_PROBLÈME POSÉ 1_
Recopiez sans aucune modification la partie des enregistrements qui commence à la ligne contenant "for the distant" et se termine à la fin de ces enregistrements, les deux bornes incluses.

_EXTRAIT_
▼
En quatrième lieu, la demanderesse estime que le ministre aurait commis une erreur manifeste d’appréciation en lui refusant le paiement de la totalité des aides financières qui lui auraient été préalablement accordées en raison de la transmission erronée d’une facture au moment de la demande de paiement.

En cinquième lieu, elle conclut à une violation du principe de l’exercice effectif du pouvoir d’appréciation qui imposerait à l’administration d’exercer effectivement le pouvoir d’appréciation qui lui est confié « avec minutie ou soin », en procédant notamment à « toute mesure d’instruction de nature à lui donner une connaissance complète des données utiles de la cause ». La demanderesse affirme que le ministre aurait violé ce principe à deux égards :

d’une part, en omettant de vérifier, préalablement à l’allocation des aides financières, la réunion dans son chef des conditions prévues à l’article 3, paragraphe (1) de la loi du 27 juin 2016 et, d’autre part, en lui refusant ensuite le paiement de ces aides en raison d’une facture versée par erreur au dossier.

En sixième et dernier lieu, la demanderesse invoque, une violation du principe de proportionnalité qui se serait en l’occurrence matérialisée par le refus total du paiement des aides financières qui lui auraient été accordées conformément à la décision ministérielle du 30 juin 2021 en raison d’une « prétendue violation de l’article 3 §1 g) » de la loi du 27 juin 2016, respectivement en raison d’un dépôt erroné d’une facture portant une date antérieure à la demande d’aide relative au projet d’investissement.

Au vu de toutes les considérations qui précèdent, la demanderesse conclut à la réformation, sinon à l’annulation de la décision de refus de paiement d’aides financières du 20 décembre 2022, ainsi que de la décision confirmative sur recours gracieux du 14 juin 2023, pour violation de la loi, sinon pour excès de pouvoir, sinon pour violation des formes destinées à protéger les intérêts privés, sinon pour détournement de pouvoir, sinon pour défaut d’indication de motivations précises réelles et sérieuses.

Le délégué du gouvernement conclut, quant à lui, au rejet du recours pour n’être fondé en aucun de ses moyens.

4A titre liminaire, le tribunal relève qu’en présence de plusieurs moyens invoqués, il n’est pas lié par l’ordre dans lequel ils lui ont été soumis et détient la faculté de les toiser suivant une bonne administration de la justice et l’effet utile s’en dégageant, étant relevé que la logique juridique impose que les questions de légalité externe soient traitées avant celles de légalité interne1.

S’agissant dès lors tout d’abord du moyen tiré d’une violation de l’article 8 du règlement grand-ducal du 8 juin 1979 ayant trait à la légalité externe des décisions déférées, le tribunal relève que celui-ci est rédigé comme suit :

« En dehors des cas où la loi en dispose autrement, le retrait rétroactif d'une décision ayant créé ou reconnu des droits n'est possible que pendant le délai imparti pour exercer contre cette décision un recours contentieux, ainsi que pendant le cours de la procédure contentieuse engagée contre cette décision.
▲
_PROBLÈME POSÉ 2_
Relevez toutes les dates complètes (jour, mois et année) citées dans l'extrait, chacune une seule fois, dans l'ordre de leur première apparition.

_DONNÉES BRUTES_
▼
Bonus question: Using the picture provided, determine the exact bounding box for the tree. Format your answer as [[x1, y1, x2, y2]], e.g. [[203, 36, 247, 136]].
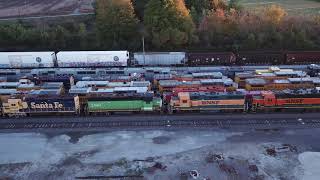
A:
[[96, 0, 139, 49], [144, 0, 196, 49], [228, 0, 242, 10], [263, 5, 287, 25], [132, 0, 149, 21]]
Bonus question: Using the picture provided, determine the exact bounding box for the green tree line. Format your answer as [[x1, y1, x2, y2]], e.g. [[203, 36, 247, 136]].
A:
[[0, 0, 320, 51]]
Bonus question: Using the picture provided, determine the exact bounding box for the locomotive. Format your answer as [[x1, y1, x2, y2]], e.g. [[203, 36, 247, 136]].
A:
[[1, 90, 320, 117], [0, 51, 320, 69]]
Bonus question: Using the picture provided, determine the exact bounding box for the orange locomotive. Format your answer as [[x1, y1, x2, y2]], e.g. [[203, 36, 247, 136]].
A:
[[248, 91, 320, 112]]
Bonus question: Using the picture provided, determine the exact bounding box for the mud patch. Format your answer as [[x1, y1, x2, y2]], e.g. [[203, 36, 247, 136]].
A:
[[152, 136, 171, 144]]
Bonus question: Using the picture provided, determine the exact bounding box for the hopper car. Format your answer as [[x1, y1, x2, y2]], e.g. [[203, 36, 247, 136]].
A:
[[0, 51, 320, 69]]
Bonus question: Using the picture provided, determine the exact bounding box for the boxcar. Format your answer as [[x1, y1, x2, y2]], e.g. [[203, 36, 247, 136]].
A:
[[56, 51, 129, 67], [286, 51, 320, 64], [131, 52, 186, 66], [237, 51, 285, 65], [187, 52, 236, 66], [0, 52, 55, 68]]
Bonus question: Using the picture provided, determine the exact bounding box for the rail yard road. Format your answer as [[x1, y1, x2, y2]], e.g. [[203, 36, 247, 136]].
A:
[[0, 113, 320, 132]]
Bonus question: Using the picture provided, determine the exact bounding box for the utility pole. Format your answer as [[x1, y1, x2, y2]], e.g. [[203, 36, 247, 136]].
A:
[[142, 35, 146, 65], [24, 0, 27, 12]]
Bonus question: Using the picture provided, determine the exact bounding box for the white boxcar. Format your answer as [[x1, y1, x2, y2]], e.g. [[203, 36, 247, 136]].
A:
[[57, 51, 129, 67], [132, 52, 186, 66], [0, 52, 55, 68]]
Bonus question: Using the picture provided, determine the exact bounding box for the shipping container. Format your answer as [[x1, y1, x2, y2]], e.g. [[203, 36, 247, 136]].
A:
[[132, 52, 186, 66], [87, 94, 162, 113], [286, 51, 320, 64], [0, 52, 55, 68], [187, 52, 236, 66], [56, 51, 129, 67]]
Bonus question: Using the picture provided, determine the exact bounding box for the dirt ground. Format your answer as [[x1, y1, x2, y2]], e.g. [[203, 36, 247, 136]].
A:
[[0, 0, 94, 18]]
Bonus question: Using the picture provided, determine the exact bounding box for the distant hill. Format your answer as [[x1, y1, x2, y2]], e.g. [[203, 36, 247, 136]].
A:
[[240, 0, 320, 15], [0, 0, 94, 18]]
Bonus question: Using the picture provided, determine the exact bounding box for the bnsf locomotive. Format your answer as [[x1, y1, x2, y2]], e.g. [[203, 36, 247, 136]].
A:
[[0, 51, 320, 69], [1, 91, 320, 117]]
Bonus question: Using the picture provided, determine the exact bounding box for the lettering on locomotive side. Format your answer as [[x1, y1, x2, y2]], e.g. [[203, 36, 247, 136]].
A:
[[201, 101, 220, 105], [30, 102, 63, 109], [285, 99, 303, 104]]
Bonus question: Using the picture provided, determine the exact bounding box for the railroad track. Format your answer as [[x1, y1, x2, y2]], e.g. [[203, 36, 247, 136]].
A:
[[0, 118, 320, 132]]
▲
_RÉPONSE 1_
Bonus question: Using the picture provided, determine the exact bounding box for the distant hill. Format your answer as [[x1, y1, x2, y2]], e.g. [[203, 36, 247, 136]].
A:
[[240, 0, 320, 15], [0, 0, 94, 18]]
Bonus question: Using the picture provided, determine the exact bounding box for the bnsf locomotive. Format your answer as [[x1, y1, x2, y2]], e.g. [[203, 36, 247, 136]].
A:
[[0, 51, 320, 69], [1, 91, 320, 117]]
Bonus question: Using the picture provided, determine the exact bounding box for the lettering on locomotive side. Format your answer as [[x1, y1, x2, y2]], e.g. [[203, 36, 247, 136]].
A:
[[201, 101, 220, 105], [30, 102, 63, 109], [285, 99, 303, 104]]
Bonus question: Using the picture provided, determine the exact bounding box for the railroad track. Format your answer as [[x1, y1, x2, y2]], e.g. [[203, 36, 247, 136]].
A:
[[0, 118, 320, 132]]

_RÉPONSE 2_
27 juin 2016
30 juin 2021
20 décembre 2022
14 juin 2023
8 juin 1979